"""

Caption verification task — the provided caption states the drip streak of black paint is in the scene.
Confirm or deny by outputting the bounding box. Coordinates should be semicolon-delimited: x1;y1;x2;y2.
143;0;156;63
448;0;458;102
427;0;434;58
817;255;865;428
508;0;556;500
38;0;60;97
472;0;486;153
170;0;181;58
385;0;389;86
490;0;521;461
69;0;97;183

"""
"""

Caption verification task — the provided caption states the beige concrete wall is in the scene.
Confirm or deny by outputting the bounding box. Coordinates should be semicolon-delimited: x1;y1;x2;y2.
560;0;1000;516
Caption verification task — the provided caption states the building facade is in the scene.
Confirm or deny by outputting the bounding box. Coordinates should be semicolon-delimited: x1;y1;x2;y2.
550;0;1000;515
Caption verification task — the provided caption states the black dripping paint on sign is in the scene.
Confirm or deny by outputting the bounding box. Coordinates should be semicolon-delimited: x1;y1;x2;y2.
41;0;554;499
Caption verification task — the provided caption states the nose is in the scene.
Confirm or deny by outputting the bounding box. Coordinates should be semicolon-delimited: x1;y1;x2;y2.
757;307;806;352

"""

CHALLENGE – Rewrite the lines from the one holding "sign is in the scene." through the one holding "757;307;806;352", inclusive, with "provided" changed to "supplied" and nothing else altered. Give only those lines.

RESPONSE BELOW –
Caption verification task — the supplied caption states the black dripping paint on sign is in the scene.
Confirm or deny by outputting the bounding box. Coordinates should be semicolon-delimited: x1;y1;x2;y2.
41;0;554;499
Caption verification task — the supplied caption states the nose is in the scene.
Confirm or deny by outputting the bounding box. Coordinates should be semicolon-delimited: x1;y1;x2;y2.
757;307;806;352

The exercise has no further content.